I can see that they have both got up to dance.  Whenever they meet he gives significant facial indications. He says in the end (this is little by little) ‘If you feel uncomfortable about coming, my son is of very marriageable stock.’ He is giving an indication that this could be a way out for her from the Paris court.  A clean break, a fresh start with a young man who is like a blank page.  A very young man who is going to be whatever Eleanor wants him to be.  I think this is part of the advantage of Henry.  He can still be viewed as a child to be educated and formed and that therefore Eleanor will be safe.
Alison: Oh my God, little did she know! 
Me. Henry hadn’t viewed himself as a child since he was five! 
Alison: This is like  standing on the side of a precipice and jumping off.  Total misjudgement.  I am just stunned.  This takes place over several conversations, not all in one.
How was she responding to this?  She was starting to be interested – calculating but very much non-committal.    She is assessing Henry and looking him over.
  Impressions?  She thinks him a well made, well presented young man with a capacity for nobility.  She is assessing him with her knowledge of the squires who have worked for her and seeing how they have turned out. 
If that was the first significant moment – go to another time and any conversation between her and Henry.  I can see Henry saying ‘My Lady’ and kneeling to her.  He is saying ‘My father bids you welcome.’  That’s strange.  Perhaps she has gone to Geoffrey’s room or tent.  It’s in a garden.  He has turned and he is leading her through the garden and up some outside steps onto a walkway.  It’s a really massive walkway and there are crenellations either side of it.  I don’t know where it is.
Perhaps his father was lodging somewhere and having a ‘house party’ or some such.   I have tried the words again and it is definitely ‘bids you welcome.’   Just go with it and see what happenes.
I am seeing male legs, sitting, with a tunic almost to the knee.  The legs are steeped in a bath or something.  I am feeling that Geoffrey is not able to go out and do the greetings himself because he has his feet in this tub.    To me he doesn’t feel well enough to get up.  Something is going on with his feet.  It would take a better doctor than me to suss out what it is.  It looks kind of blackish round his feet.  So that’s why Henry is doing the welcome, because Geoffrey can’t go and do that himself.  Geoffrey raises his hand and says ‘As you see I am quite weak and cannot rise to greet you.’  It is really sad for Eleanor to see the difference in his appearance.  But Eleanor keeps a really strong exterior with real fortitude and acts as if nothing is amiss, but underneath she feels really sorry for Geoffrey.  And there is real sadness that this is something that comes to all.  She is looking at Henry with sympathy and empathy.  She believes that Henry is sharing her feelings. About his father? It might be, but I held back from that because I couldn't feel his feelings and I didn't get the instinct that they were what she was expecting. They weren’t quite in tune. I'll check. Henry is impatient. Henry is really frustrated at being held back, are being held down because his dad can't move. Henry wants to go off on his own. He is frustrated that he is being left to care for his father like a nurse - although he's not.  It’s his feeling. He doesn't sense the seriousness of it.

*What to work on*:
1 – Name every person the passage about Eleanor and Henry mentions by name.
2 – Based on the passage about Eleanor and Henry, decide whether each statement is true. Answer yes or no, and quote the exact words from the passage that settle it.
(a) Geoffrey cannot greet Eleanor himself because his feet are in a tub.
(b) The talk about a marriage happens in a single conversation.
(c) Henry senses how serious his father's condition is.
3 – Carry on the passage about Eleanor and Henry from its final sentence.

*Extracted entries*:
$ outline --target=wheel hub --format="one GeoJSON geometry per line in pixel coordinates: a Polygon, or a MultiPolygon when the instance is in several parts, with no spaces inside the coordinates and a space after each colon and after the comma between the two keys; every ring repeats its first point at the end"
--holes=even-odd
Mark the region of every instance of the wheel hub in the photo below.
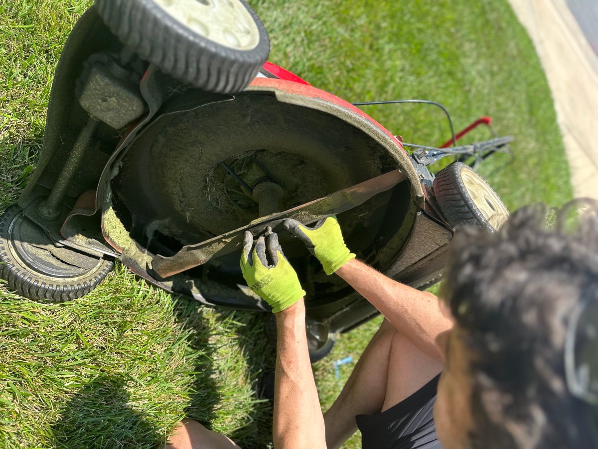
{"type": "Polygon", "coordinates": [[[217,44],[249,50],[260,43],[251,14],[238,0],[155,0],[177,22],[217,44]]]}

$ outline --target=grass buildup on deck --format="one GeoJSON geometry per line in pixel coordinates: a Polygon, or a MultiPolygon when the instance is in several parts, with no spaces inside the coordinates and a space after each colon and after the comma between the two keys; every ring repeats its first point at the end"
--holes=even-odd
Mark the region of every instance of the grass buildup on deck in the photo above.
{"type": "MultiPolygon", "coordinates": [[[[91,3],[0,2],[0,210],[35,165],[60,50],[91,3]]],[[[316,87],[349,101],[439,101],[457,129],[492,116],[499,134],[515,137],[515,160],[493,156],[481,172],[510,208],[570,198],[550,93],[506,0],[251,3],[270,32],[271,60],[316,87]]],[[[431,107],[364,109],[407,142],[448,138],[431,107]]],[[[274,357],[265,315],[202,307],[121,266],[66,304],[24,300],[4,285],[0,297],[0,447],[154,448],[184,415],[243,447],[271,441],[269,405],[256,395],[274,357]]],[[[356,361],[379,323],[342,336],[315,365],[324,409],[340,391],[332,361],[356,361]]],[[[341,381],[352,366],[341,368],[341,381]]]]}

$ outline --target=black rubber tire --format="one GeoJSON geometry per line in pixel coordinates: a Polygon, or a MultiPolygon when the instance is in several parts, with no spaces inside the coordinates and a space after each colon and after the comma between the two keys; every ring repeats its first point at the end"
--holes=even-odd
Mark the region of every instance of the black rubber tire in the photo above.
{"type": "Polygon", "coordinates": [[[238,92],[255,77],[270,54],[270,39],[257,14],[243,0],[260,34],[257,45],[242,50],[221,45],[184,25],[153,0],[95,0],[97,11],[120,41],[176,79],[206,90],[238,92]]]}
{"type": "Polygon", "coordinates": [[[114,263],[98,259],[97,265],[83,275],[73,278],[53,277],[28,266],[11,249],[10,227],[14,220],[28,220],[16,205],[0,217],[0,277],[8,281],[8,289],[22,296],[48,302],[63,302],[81,298],[93,290],[108,275],[114,263]]]}
{"type": "Polygon", "coordinates": [[[496,192],[473,169],[462,162],[454,162],[438,174],[434,181],[434,192],[445,219],[453,227],[473,224],[494,232],[508,217],[508,210],[496,192]],[[492,197],[492,207],[497,211],[496,217],[492,219],[494,225],[480,210],[485,205],[476,204],[463,183],[463,170],[470,176],[477,177],[480,186],[492,197]]]}

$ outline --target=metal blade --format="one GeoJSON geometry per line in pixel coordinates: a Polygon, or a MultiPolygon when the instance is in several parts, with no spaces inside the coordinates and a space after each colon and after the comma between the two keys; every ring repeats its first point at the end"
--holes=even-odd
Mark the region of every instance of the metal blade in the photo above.
{"type": "Polygon", "coordinates": [[[405,177],[397,169],[284,212],[261,217],[243,227],[201,243],[183,247],[169,257],[157,255],[152,259],[151,268],[162,278],[178,274],[205,263],[216,254],[227,254],[237,249],[246,230],[254,235],[263,232],[266,226],[271,226],[276,230],[276,227],[285,219],[294,219],[304,224],[310,224],[359,206],[378,193],[392,189],[405,177]]]}

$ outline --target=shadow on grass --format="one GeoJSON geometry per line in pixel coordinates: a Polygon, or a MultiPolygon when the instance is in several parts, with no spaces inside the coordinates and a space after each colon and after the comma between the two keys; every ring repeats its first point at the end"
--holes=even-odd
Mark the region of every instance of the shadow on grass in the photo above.
{"type": "MultiPolygon", "coordinates": [[[[218,414],[242,414],[240,425],[237,424],[227,436],[246,449],[264,448],[272,441],[272,403],[273,374],[276,360],[275,347],[267,340],[266,326],[268,314],[263,313],[225,311],[216,312],[210,323],[203,317],[204,306],[183,298],[177,300],[175,308],[177,320],[190,332],[188,342],[193,349],[203,354],[195,366],[195,380],[191,387],[190,401],[185,409],[187,417],[194,419],[208,429],[218,414]],[[232,323],[232,324],[231,324],[232,323]],[[214,365],[216,348],[225,343],[219,341],[214,328],[234,330],[234,339],[243,359],[246,362],[245,380],[250,383],[252,398],[241,398],[236,411],[224,410],[221,402],[227,395],[225,386],[218,385],[215,378],[222,375],[225,368],[214,365]]],[[[230,335],[224,337],[230,338],[230,335]]],[[[234,381],[231,378],[230,381],[234,381]]],[[[237,386],[231,386],[236,388],[237,386]]],[[[229,398],[228,402],[231,402],[229,398]]],[[[233,405],[233,406],[235,406],[233,405]]]]}
{"type": "Polygon", "coordinates": [[[161,437],[129,405],[126,381],[120,376],[96,377],[66,403],[52,426],[56,448],[155,448],[161,437]]]}

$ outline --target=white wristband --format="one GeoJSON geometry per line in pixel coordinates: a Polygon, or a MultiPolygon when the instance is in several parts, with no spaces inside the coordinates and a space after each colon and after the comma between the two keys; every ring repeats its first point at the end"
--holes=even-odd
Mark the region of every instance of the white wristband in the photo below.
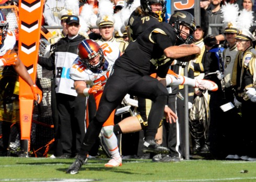
{"type": "Polygon", "coordinates": [[[84,95],[85,96],[86,96],[86,97],[87,96],[89,96],[89,89],[90,88],[85,88],[84,89],[84,95]]]}
{"type": "Polygon", "coordinates": [[[3,66],[4,66],[4,62],[2,60],[2,59],[0,59],[0,67],[2,67],[3,66]]]}

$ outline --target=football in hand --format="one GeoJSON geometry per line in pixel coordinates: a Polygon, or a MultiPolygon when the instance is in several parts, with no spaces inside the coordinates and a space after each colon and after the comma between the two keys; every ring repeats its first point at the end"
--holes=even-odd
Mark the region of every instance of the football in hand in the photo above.
{"type": "MultiPolygon", "coordinates": [[[[192,45],[190,45],[190,44],[182,44],[182,45],[180,45],[179,46],[185,47],[193,47],[192,45]]],[[[179,61],[188,62],[188,61],[189,61],[191,60],[195,59],[195,58],[196,58],[198,57],[198,56],[199,56],[199,55],[197,54],[191,55],[187,56],[184,56],[184,57],[182,57],[181,58],[176,59],[176,60],[177,61],[179,61]]]]}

*Task answers*:
1 – Eleanor, Henry, Alison, Geoffrey

2 –
(a) Yes: "I am feeling that Geoffrey is not able to go out and do the greetings himself because he has his feet in this tub."
(b) No: "This takes place over several conversations, not all in one."
(c) No: "He doesn't sense the seriousness of it."

3 –
 I think perhaps at 18 you don't; you think your parents are fairly immortal. And Geoffrey was only 19 when Henry was born, so it's more of a big brother mate sort of thing. So it's more like Oh dear he can't come out boozing tonight. Yes that's exactly it, and also the attitude that a real man gets over this kind of thing. So Henry’s brightness isn't a brave brightness, it's a not understanding brightness.
Now that the three of them are together, is there any more discussion about the relationship? Not from Geoffrey, Geoffrey is feeling pretty weak. And actually, strangely, a bit reluctant to hand Eleanor over. He is enjoying her attention for himself. There's a bit of rivalry between Henry and Geoffrey.
One of the chroniclers who was out to make mischief said that Geoffrey told Henry that he wasn't to trust Eleanor because he Geoffrey had slept with her.  I don't know how true the remark was - whether it was actually said. Could we find out? Geoffrey really wants to have it known, he tries to lay it on thick that this is a flirtation at the very least, because it does his reputation no harm whatsoever.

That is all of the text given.